Coordinate annotation rows
****************************************
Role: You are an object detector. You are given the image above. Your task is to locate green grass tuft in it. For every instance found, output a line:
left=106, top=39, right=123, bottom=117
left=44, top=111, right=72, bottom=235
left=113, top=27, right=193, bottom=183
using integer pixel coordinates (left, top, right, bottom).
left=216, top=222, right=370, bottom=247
****************************************
* What is required *
Write down every row above without changing a single character.

* Result of the exercise *
Role: You are an object detector. You are given the image above. Your task is to locate green grass tuft in it. For every instance found, output a line:
left=106, top=39, right=123, bottom=117
left=44, top=111, right=72, bottom=235
left=113, top=27, right=193, bottom=183
using integer pixel coordinates (left, top, right, bottom).
left=216, top=222, right=370, bottom=247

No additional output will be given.